Work item: From the entries below, copy out all lines holding "beneath".

Dataset entries Block Start

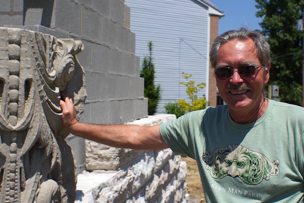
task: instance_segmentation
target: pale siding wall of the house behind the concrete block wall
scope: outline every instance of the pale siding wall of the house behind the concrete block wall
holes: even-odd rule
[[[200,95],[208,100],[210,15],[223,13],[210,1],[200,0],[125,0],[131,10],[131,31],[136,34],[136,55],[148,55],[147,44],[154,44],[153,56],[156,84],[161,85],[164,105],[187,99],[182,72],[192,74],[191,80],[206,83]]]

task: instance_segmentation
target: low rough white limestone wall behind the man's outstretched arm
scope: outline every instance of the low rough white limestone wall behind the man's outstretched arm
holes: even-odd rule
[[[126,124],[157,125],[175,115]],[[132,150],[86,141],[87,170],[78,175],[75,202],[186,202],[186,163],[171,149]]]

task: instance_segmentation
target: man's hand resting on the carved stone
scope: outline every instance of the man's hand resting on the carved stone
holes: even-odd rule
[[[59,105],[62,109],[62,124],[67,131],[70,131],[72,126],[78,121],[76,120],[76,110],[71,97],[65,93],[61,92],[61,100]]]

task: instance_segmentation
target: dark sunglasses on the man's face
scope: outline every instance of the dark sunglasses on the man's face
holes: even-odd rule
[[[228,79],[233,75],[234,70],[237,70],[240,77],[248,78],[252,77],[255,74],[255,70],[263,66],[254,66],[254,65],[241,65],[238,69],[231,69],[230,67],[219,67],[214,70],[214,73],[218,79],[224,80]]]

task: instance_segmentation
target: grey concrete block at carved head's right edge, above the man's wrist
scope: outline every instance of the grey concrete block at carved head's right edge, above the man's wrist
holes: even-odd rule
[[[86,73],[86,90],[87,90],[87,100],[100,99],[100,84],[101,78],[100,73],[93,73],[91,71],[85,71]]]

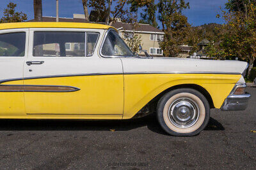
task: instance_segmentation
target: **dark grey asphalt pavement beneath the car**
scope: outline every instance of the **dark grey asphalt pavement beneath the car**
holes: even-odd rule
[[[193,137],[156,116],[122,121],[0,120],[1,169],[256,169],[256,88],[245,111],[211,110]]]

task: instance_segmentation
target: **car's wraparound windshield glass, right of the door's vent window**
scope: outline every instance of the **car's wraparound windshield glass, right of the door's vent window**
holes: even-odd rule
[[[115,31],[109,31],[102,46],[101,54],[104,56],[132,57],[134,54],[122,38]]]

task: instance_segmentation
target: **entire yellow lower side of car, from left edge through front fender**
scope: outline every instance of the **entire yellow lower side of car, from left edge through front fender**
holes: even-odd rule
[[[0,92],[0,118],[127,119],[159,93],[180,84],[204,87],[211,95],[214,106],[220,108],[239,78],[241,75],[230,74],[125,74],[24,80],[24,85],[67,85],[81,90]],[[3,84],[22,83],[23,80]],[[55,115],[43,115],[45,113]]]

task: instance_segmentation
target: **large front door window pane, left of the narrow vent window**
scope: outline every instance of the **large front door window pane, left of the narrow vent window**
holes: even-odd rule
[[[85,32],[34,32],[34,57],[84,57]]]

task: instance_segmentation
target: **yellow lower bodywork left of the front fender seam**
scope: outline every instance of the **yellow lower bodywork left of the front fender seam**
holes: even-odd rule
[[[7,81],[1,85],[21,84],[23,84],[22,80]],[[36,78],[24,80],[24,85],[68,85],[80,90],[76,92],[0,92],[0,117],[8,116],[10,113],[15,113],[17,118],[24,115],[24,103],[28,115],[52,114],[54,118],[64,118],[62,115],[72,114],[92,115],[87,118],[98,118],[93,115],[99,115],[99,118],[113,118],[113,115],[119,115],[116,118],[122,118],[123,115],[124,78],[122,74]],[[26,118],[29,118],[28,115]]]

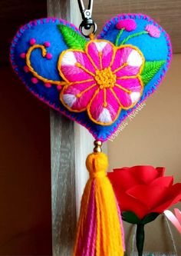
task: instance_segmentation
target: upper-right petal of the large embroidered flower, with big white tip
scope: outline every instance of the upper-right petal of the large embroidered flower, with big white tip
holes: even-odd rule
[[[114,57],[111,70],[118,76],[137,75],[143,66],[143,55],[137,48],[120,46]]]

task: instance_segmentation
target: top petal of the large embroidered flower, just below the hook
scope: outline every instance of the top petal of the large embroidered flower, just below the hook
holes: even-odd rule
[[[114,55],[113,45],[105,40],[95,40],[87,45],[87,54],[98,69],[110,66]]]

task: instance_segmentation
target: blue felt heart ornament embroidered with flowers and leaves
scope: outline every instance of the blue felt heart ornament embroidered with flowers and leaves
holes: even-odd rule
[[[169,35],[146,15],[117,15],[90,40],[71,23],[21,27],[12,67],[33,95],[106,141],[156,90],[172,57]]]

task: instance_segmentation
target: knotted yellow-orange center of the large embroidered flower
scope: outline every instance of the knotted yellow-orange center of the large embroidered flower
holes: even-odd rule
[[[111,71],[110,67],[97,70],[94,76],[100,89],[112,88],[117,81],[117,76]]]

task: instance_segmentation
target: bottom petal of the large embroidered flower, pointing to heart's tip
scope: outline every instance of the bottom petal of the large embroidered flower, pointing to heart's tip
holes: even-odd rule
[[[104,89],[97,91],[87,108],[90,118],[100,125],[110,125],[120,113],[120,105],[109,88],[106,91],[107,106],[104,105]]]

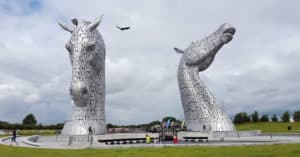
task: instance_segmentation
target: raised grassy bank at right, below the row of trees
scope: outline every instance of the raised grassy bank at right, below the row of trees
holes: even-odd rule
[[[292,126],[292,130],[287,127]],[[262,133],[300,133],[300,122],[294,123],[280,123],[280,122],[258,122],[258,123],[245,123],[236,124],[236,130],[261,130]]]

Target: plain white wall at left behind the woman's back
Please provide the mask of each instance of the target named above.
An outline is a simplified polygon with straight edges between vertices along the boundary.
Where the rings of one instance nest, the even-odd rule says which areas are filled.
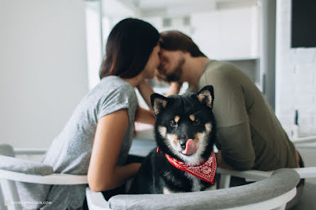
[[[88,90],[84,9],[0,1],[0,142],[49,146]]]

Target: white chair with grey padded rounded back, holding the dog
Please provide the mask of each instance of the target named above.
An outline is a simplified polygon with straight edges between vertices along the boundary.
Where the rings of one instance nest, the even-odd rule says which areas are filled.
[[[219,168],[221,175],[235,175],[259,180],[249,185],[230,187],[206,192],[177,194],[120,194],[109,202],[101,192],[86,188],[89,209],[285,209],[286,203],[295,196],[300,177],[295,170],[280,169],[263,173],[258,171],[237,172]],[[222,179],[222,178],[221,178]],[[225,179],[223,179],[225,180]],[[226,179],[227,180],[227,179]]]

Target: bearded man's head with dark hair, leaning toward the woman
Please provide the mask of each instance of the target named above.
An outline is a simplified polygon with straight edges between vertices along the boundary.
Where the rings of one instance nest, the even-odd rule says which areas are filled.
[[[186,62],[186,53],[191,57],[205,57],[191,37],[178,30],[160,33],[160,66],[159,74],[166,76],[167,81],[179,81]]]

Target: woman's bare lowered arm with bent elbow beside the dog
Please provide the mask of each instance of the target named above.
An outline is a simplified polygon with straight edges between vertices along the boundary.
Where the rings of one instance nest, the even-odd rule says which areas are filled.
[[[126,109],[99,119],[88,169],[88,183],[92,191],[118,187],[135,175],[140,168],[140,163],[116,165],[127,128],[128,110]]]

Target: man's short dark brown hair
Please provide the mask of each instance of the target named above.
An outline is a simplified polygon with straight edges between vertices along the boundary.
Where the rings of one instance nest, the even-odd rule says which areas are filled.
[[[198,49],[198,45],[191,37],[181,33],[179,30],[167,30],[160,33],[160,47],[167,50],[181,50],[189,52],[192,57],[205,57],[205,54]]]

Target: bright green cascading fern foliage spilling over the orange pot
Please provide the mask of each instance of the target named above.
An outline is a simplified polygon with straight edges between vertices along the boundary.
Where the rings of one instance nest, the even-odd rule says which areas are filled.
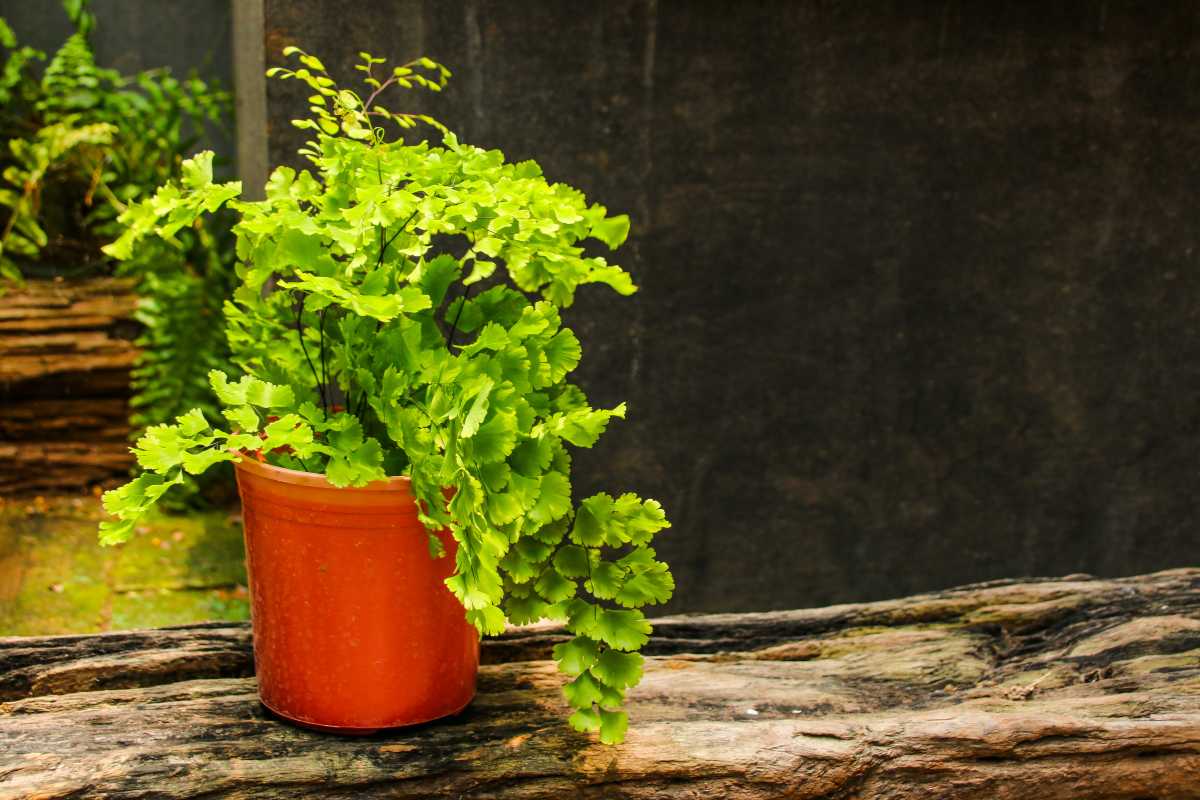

Dataset entries Block End

Your response:
target: **dark grey asphalt pavement beneath the car**
scope: outline every instance of the **dark grey asphalt pavement beneath the car**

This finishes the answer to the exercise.